* _EXERCISE REQUIREMENTS_
Looking at the data below, how many lines include the word "shirt"? Respond with the number only.
■ ■ ■ ■ ■ ■ ■
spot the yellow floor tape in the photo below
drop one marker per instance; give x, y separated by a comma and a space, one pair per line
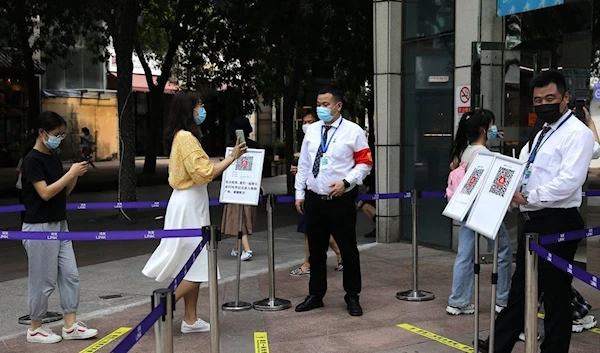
440, 339
106, 340
261, 342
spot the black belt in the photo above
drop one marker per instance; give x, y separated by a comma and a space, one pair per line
543, 213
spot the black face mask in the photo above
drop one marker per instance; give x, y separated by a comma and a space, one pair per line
549, 113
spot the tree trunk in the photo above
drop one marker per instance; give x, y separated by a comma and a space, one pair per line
153, 130
123, 43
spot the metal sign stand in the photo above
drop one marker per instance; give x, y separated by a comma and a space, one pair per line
531, 294
493, 300
237, 305
271, 303
163, 329
415, 295
213, 287
476, 269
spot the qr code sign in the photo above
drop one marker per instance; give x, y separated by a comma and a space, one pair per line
473, 179
244, 163
501, 181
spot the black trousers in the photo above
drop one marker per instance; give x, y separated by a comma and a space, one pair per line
554, 283
338, 218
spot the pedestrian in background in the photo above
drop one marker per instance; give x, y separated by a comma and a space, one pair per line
190, 171
51, 263
334, 158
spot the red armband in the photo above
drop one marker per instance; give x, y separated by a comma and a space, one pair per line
363, 157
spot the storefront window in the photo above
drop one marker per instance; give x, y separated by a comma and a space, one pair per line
428, 81
428, 17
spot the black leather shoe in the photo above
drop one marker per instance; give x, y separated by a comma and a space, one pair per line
353, 306
311, 302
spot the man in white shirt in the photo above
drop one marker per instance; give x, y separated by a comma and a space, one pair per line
334, 158
550, 195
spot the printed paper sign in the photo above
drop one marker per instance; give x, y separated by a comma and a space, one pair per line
496, 195
241, 181
469, 187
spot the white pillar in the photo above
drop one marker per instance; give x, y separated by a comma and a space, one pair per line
387, 22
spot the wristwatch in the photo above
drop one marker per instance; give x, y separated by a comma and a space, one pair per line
346, 183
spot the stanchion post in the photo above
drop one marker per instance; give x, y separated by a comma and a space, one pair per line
214, 234
271, 303
163, 328
531, 294
415, 294
476, 268
238, 305
493, 300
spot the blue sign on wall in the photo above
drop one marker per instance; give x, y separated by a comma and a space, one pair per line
510, 7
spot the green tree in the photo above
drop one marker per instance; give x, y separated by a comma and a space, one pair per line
167, 24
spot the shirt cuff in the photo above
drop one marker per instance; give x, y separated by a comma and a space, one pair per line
351, 179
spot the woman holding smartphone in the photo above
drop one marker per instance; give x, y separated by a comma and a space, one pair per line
190, 171
51, 263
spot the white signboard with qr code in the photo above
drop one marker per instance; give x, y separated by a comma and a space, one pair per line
242, 180
469, 187
497, 192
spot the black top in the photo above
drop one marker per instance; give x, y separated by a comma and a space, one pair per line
39, 166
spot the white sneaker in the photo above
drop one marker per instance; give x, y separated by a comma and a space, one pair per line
246, 255
585, 323
79, 331
198, 326
454, 310
522, 337
42, 335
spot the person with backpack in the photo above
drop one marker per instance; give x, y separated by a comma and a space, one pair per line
474, 131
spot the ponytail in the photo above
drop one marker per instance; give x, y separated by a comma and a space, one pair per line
460, 141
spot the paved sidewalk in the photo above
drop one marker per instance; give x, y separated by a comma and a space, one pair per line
386, 269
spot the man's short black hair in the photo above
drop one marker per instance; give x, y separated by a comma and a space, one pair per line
545, 78
308, 111
335, 91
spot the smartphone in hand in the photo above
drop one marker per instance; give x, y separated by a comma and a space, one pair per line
240, 135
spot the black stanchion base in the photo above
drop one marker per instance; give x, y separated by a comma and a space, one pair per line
50, 317
272, 305
415, 296
231, 306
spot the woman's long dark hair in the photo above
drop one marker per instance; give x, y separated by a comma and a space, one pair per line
469, 130
47, 121
181, 117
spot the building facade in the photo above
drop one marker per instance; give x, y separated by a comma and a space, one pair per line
428, 71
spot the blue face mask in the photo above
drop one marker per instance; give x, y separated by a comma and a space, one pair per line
492, 132
201, 116
53, 141
325, 114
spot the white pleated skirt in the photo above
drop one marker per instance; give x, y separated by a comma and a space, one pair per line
187, 209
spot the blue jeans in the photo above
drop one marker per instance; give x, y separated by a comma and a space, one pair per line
462, 277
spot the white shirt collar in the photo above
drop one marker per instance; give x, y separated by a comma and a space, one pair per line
557, 123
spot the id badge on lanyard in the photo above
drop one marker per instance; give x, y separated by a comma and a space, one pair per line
527, 173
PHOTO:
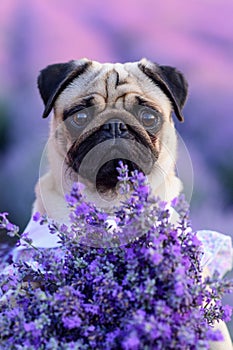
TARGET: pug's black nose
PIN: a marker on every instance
(115, 128)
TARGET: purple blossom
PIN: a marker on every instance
(138, 287)
(36, 217)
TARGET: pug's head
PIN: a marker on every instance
(104, 113)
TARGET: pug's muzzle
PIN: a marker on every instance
(97, 156)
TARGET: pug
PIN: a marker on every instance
(104, 113)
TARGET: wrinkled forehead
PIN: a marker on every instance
(109, 83)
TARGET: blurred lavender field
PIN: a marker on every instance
(196, 36)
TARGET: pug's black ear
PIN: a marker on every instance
(171, 81)
(53, 79)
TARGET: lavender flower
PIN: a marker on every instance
(136, 286)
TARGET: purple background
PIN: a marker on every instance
(196, 36)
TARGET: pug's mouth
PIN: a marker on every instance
(97, 157)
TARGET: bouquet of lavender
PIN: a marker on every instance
(129, 281)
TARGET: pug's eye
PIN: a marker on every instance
(80, 118)
(149, 119)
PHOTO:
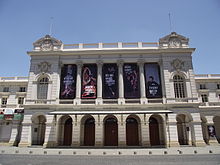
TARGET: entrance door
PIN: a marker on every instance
(89, 132)
(154, 132)
(111, 132)
(132, 138)
(67, 132)
(182, 130)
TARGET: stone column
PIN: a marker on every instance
(172, 134)
(121, 131)
(50, 132)
(99, 83)
(197, 136)
(78, 83)
(75, 131)
(145, 130)
(121, 99)
(142, 82)
(163, 88)
(26, 132)
(99, 130)
(14, 133)
(211, 140)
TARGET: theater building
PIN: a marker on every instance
(111, 94)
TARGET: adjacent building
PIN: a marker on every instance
(111, 94)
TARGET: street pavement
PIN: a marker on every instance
(213, 159)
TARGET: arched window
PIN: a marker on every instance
(179, 86)
(42, 88)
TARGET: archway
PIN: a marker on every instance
(67, 137)
(216, 121)
(182, 129)
(154, 131)
(111, 132)
(38, 130)
(89, 132)
(132, 136)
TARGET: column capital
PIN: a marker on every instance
(79, 63)
(120, 62)
(141, 61)
(99, 62)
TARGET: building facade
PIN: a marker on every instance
(111, 94)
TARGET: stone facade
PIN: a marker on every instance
(158, 100)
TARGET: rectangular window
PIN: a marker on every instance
(22, 89)
(89, 81)
(110, 81)
(6, 89)
(204, 98)
(131, 81)
(4, 100)
(68, 82)
(152, 79)
(21, 100)
(202, 86)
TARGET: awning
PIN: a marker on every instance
(109, 112)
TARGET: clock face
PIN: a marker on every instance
(174, 42)
(47, 45)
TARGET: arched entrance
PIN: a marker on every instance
(216, 121)
(132, 138)
(38, 130)
(67, 137)
(154, 131)
(111, 132)
(182, 129)
(89, 132)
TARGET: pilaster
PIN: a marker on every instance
(50, 132)
(142, 82)
(78, 83)
(99, 83)
(121, 99)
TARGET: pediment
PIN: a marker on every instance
(174, 40)
(47, 43)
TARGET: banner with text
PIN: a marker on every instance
(110, 81)
(89, 83)
(68, 82)
(152, 80)
(131, 81)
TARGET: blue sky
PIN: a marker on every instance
(91, 21)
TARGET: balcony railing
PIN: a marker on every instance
(110, 45)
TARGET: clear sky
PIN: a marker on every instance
(91, 21)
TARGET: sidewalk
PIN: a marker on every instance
(111, 151)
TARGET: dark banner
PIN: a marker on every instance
(211, 130)
(152, 79)
(89, 83)
(110, 81)
(131, 81)
(68, 82)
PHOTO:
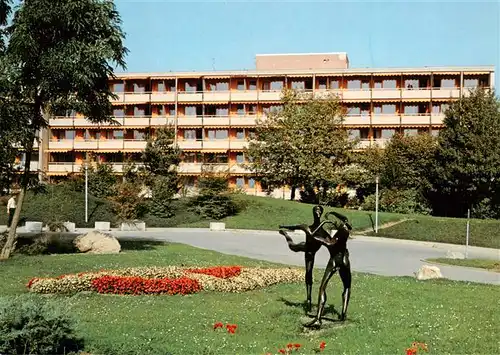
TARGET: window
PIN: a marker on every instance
(189, 134)
(387, 133)
(190, 110)
(118, 134)
(118, 112)
(276, 85)
(411, 110)
(118, 87)
(240, 134)
(389, 84)
(298, 85)
(388, 109)
(240, 182)
(471, 83)
(334, 84)
(161, 86)
(221, 111)
(354, 84)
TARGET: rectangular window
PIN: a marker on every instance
(118, 112)
(240, 134)
(298, 85)
(240, 182)
(276, 85)
(354, 84)
(388, 109)
(161, 86)
(190, 110)
(118, 87)
(389, 84)
(387, 133)
(189, 134)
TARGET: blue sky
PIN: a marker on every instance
(188, 35)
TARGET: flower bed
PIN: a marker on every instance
(167, 280)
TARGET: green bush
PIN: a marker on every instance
(36, 326)
(398, 201)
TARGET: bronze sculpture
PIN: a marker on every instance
(339, 258)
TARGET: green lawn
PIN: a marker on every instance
(385, 316)
(492, 265)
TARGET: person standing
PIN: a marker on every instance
(11, 208)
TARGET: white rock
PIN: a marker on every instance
(454, 255)
(97, 243)
(427, 272)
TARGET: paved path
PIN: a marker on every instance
(381, 256)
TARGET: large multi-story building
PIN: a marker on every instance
(215, 112)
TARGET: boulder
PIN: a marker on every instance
(427, 272)
(454, 255)
(97, 243)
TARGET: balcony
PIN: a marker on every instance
(386, 94)
(132, 144)
(61, 121)
(190, 96)
(445, 93)
(356, 94)
(356, 120)
(190, 144)
(162, 120)
(244, 121)
(63, 144)
(160, 97)
(190, 121)
(85, 144)
(248, 95)
(136, 121)
(422, 94)
(274, 95)
(216, 121)
(389, 119)
(137, 97)
(417, 119)
(216, 96)
(437, 118)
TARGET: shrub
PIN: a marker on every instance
(29, 326)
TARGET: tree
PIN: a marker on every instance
(301, 145)
(468, 157)
(161, 158)
(60, 58)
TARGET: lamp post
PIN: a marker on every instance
(376, 204)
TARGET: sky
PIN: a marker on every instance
(165, 35)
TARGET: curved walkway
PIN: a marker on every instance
(381, 256)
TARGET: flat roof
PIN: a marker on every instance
(278, 72)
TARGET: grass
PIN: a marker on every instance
(385, 316)
(492, 265)
(483, 233)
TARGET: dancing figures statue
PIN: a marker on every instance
(309, 247)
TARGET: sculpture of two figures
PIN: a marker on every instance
(317, 236)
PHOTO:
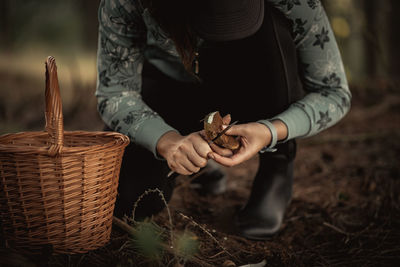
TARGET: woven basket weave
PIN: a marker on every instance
(58, 188)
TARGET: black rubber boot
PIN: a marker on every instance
(271, 193)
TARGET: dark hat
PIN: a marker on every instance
(225, 20)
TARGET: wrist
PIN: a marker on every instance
(273, 137)
(166, 141)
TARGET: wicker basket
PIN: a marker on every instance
(58, 188)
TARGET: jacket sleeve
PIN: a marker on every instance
(328, 96)
(122, 36)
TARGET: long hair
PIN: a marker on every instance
(172, 16)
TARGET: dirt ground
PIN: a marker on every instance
(345, 209)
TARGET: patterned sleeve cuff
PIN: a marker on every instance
(297, 121)
(150, 132)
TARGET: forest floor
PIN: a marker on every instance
(345, 209)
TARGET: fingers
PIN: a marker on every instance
(236, 159)
(225, 152)
(226, 120)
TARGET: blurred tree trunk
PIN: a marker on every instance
(4, 24)
(371, 45)
(88, 9)
(394, 39)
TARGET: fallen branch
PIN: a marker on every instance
(336, 229)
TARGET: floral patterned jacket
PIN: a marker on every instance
(128, 34)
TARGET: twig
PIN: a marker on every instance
(207, 232)
(336, 229)
(160, 193)
(188, 181)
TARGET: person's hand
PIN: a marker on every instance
(184, 154)
(253, 137)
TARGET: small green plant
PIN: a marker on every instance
(154, 242)
(147, 240)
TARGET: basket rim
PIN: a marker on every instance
(116, 140)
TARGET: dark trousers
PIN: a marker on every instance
(252, 78)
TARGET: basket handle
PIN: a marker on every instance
(54, 117)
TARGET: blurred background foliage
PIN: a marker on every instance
(366, 31)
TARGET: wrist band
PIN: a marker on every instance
(274, 137)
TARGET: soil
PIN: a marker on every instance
(345, 209)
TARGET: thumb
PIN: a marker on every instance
(226, 119)
(236, 130)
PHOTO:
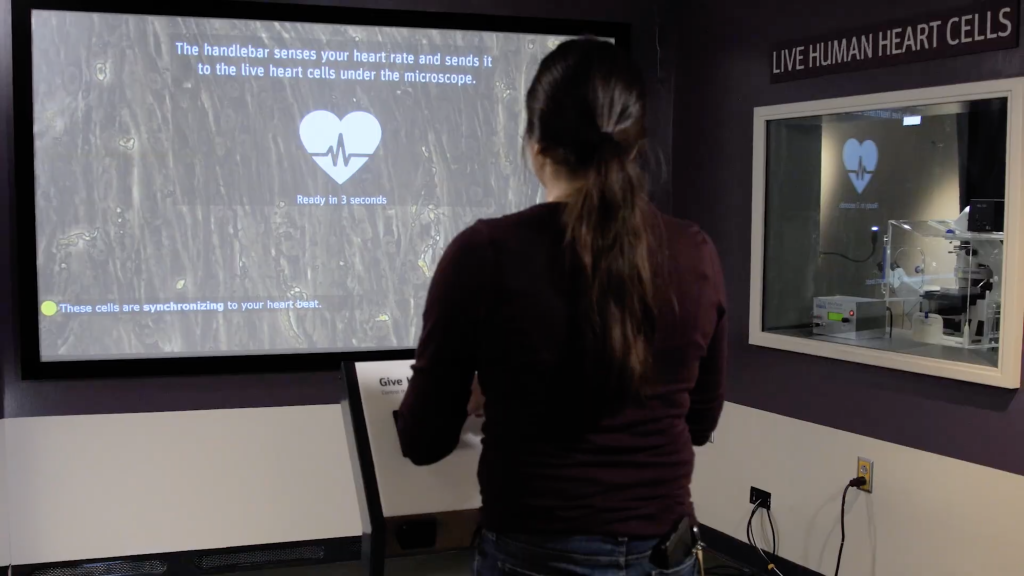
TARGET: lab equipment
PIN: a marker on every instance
(848, 317)
(958, 296)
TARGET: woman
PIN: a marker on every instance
(596, 329)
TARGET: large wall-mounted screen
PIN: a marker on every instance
(208, 187)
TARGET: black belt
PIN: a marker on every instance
(675, 547)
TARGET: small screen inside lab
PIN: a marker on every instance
(897, 209)
(231, 187)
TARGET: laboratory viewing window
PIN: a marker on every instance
(885, 230)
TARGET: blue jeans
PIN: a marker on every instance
(577, 556)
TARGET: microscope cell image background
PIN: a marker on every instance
(156, 183)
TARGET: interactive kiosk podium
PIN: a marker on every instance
(413, 510)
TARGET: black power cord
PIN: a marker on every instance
(753, 541)
(855, 483)
(875, 248)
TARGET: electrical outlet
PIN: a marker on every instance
(865, 468)
(762, 496)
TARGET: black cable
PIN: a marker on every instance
(855, 483)
(875, 248)
(753, 541)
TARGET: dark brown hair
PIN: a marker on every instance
(585, 112)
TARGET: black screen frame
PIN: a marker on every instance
(26, 286)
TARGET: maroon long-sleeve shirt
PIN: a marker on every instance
(504, 303)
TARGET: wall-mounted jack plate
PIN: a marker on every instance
(865, 469)
(761, 497)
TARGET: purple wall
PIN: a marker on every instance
(111, 396)
(725, 58)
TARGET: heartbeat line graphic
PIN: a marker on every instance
(338, 152)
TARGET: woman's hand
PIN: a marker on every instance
(475, 407)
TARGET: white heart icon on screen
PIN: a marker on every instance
(340, 147)
(860, 160)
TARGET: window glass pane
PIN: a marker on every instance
(869, 240)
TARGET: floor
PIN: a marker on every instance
(457, 564)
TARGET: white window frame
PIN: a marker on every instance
(1008, 375)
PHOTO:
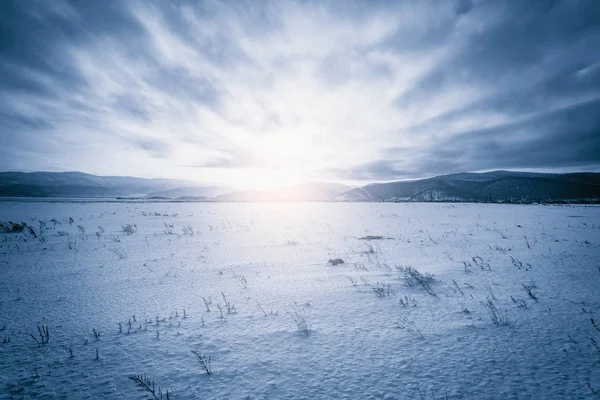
■ ■ ■ ■ ■ ■ ■
* _OUTPUT OF THE TASK_
4